## QUOTED TEXT:

=-=-=-=-=

How can you build really loyal relationships with people who are going to buy your product if you're not thinking about them when you're developing the product? I've seen a lot of brands, if you're on Instagram or Facebook any day you can see 1000 new direct to consumer brands, and I actually shake my head at a lot of them because I think a lot of folks just miss the point with launching these new companies.

There's an opportunity and a product they think is interesting, but they miss the consumer element. I think that's number one in being successful. That's probably my number one and two, if I'm being honest with you.

Michael: In the early stages of a company, you know, sometimes the founder or the founding team has a vision for where they want their product to be, but sometimes the early customers may not completely see that vision. What exactly do you think is the balance between the founding team's vision and what early customers are saying they want the product to look like?

Scott: Steve Jobs obviously was obviously revolutionary in telling consumers they needed a product before they needed the product, right? So, I think there are obviously, in certain respects, visionaries who understand features that customers need and they know what the future should hold, so they put a product in front of people that they know the people will want in the future.

I don't know though, I work in consumer products, and I think that in the world that I live in, you need to give people a product that solves a pain point that they have today or a pain point that they will have tomorrow. You can obviously put your own spin on that, but I don't necessarily think that you have the luxury of creating a completely new solution and convincing people to use it. In the end, a customer has to believe in your product to purchase it.

Michael: I really love your perspective there. The next few questions are focused on advice for students, as well as on your background. What advice would you give a student who is interested in working at a startup post-graduation?

Scott: Network. I can say from a recruiting standpoint, I've hired a lot of people at Harry's and I interview a lot of people, networking is super important. At startups, roles are not necessarily as methodically or thoughtfully planned in terms of timing as they are at bigger companies. There is not an incoming analyst class, and you don't interview in the fall for your role the following summer.

Ultimately, for you to land one of those jobs, you want someone to think of you when they're opening up that role, and the only way for someone to think of you is for you to have built relationships so you can be thought of.

I think what that actually entails, with a really strong alumni network like WashU's, is using LinkedIn to look up companies and industries that you think are interesting and reaching out to people. You'll be surprised at how many people actually respond to you. It's a pay it forward mentality.

I will always respond to people from WashU that reach out to me. I think building that network is really important. And, having some sort of a direction or view of, not necessarily exactly what you want in the job because I think that's hard when you're going to be a new graduate, but some of your skills that you think you bring to the table and some of the things that you would be interested in in the role.

Maybe it's you really love data and you're interested in something analytical, versus you really love working with people and you want something that's highly cross-functional. Those can really help guide someone and you can get a lot of great advice, versus I think going into a conversation and saying, "I just want something that's in business." It's actually really hard for someone like me to help give you advice if you come in saying, “I just want something that’s in business.”

=-=-=-=-=

## INFORMATION PROVIDED:
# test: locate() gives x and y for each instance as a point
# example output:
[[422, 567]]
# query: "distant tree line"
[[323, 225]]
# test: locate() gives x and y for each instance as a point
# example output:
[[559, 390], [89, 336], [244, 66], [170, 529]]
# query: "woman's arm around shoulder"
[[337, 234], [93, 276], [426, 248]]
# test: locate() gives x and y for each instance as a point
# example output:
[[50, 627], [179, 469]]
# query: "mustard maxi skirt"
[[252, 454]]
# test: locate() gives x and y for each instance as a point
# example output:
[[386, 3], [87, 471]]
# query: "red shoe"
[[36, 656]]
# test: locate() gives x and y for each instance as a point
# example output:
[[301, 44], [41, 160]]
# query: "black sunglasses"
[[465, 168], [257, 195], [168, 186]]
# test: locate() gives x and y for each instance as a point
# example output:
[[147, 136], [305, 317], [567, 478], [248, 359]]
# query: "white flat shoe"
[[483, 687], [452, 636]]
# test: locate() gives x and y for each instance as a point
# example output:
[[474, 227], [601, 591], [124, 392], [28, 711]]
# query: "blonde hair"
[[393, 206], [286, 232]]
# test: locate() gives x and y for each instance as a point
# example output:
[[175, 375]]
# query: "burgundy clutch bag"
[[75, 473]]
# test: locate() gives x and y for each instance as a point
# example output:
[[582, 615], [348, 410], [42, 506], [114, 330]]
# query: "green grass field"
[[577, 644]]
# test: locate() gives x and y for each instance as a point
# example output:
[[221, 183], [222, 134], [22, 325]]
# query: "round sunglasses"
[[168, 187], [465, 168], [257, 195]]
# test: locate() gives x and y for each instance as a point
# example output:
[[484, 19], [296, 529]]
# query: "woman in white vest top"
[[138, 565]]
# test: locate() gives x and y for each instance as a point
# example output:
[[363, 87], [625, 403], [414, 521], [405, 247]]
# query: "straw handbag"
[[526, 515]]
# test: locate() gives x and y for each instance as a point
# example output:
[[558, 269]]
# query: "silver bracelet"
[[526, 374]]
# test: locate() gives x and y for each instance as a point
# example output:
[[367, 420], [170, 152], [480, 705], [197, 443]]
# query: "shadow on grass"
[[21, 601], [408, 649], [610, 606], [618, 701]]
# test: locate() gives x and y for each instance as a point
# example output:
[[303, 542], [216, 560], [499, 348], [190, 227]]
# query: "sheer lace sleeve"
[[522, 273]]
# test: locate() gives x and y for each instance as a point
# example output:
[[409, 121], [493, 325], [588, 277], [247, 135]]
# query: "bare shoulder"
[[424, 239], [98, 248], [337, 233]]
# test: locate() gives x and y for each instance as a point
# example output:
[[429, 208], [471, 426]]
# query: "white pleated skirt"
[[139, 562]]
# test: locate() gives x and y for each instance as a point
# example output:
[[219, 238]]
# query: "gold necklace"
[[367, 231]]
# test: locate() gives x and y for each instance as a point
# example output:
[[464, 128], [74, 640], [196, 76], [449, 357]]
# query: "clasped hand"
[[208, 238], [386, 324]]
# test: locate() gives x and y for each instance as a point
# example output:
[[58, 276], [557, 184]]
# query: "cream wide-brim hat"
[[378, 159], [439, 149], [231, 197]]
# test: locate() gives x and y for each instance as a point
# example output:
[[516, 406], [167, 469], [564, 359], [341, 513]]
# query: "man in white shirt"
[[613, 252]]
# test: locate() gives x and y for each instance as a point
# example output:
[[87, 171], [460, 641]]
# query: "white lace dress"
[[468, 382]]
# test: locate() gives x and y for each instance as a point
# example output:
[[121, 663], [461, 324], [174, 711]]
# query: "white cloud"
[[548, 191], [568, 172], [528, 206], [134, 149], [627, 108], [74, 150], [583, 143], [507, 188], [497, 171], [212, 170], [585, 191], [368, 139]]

=-=-=-=-=

## REQUIRED ACTIONS:
a. In the interview, what one-word advice does Scott first give a student who wants to work at a startup after graduation?
b. Say whether each statement agrees with the interview, answering yes or no and quoting the deciding words: (i) Scott says startups have an incoming analyst class. (ii) Scott says he will always respond to people from WashU who reach out to him. (iii) Scott thinks that in consumer products you have the luxury of creating a completely new solution and convincing people to use it.

## IN RESPONSE:
a. Network.

b.
(i) No: "There is not an incoming analyst class"
(ii) Yes: "I will always respond to people from WashU that reach out to me."
(iii) No: "I don't necessarily think that you have the luxury of creating a completely new solution and convincing people to use it."